Rows from a point labeling set:
^^^^

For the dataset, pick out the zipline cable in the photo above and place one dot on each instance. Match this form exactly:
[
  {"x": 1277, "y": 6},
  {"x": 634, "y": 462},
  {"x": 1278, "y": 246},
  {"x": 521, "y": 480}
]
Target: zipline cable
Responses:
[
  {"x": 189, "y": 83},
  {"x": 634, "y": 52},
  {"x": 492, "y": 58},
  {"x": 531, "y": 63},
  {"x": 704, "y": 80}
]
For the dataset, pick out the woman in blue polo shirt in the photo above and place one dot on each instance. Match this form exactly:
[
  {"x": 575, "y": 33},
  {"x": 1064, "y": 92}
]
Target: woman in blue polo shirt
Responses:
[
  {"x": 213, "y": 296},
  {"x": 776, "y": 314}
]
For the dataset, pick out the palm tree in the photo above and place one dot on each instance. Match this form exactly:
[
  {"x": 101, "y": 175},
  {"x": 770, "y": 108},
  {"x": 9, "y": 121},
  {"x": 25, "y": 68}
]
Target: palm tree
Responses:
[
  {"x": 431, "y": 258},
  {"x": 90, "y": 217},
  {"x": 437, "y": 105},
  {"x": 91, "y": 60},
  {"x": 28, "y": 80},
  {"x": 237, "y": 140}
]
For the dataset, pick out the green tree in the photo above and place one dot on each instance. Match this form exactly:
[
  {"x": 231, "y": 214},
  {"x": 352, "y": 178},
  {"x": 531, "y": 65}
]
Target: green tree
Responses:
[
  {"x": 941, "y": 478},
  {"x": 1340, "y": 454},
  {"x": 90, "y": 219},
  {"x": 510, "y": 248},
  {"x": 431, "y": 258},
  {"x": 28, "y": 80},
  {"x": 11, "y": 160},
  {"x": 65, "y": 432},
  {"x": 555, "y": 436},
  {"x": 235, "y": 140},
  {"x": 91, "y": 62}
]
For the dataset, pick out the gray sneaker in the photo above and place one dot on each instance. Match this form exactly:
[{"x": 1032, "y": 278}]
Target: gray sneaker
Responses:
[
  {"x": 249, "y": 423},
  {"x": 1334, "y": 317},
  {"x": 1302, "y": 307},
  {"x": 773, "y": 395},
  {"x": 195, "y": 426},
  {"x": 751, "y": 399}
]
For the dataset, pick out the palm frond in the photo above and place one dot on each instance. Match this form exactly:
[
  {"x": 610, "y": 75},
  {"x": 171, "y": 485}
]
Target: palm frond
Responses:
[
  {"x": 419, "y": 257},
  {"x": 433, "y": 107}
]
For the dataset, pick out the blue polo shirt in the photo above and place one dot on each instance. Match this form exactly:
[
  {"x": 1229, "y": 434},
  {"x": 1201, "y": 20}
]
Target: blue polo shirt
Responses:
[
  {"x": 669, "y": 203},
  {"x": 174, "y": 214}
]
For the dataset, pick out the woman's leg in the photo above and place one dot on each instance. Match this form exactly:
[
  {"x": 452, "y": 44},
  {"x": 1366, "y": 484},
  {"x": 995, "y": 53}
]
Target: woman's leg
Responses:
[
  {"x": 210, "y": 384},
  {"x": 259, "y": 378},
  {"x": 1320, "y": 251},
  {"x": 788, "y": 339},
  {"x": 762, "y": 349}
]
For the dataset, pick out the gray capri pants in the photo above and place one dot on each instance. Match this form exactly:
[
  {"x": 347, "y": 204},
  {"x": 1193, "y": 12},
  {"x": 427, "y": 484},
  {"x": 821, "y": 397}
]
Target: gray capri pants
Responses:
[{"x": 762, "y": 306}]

^^^^

Copy out, word for word, the lines starting at the one that contains "For the dataset, pick out the gray capri" and ending with the last line of the rows.

Task response:
For the dataset, pick out the gray capri pants in the photo above and place one dot on each instance. Match this form exactly:
[
  {"x": 347, "y": 204},
  {"x": 1193, "y": 12},
  {"x": 427, "y": 484},
  {"x": 821, "y": 397}
]
Target: gray capri pants
Responses:
[{"x": 762, "y": 306}]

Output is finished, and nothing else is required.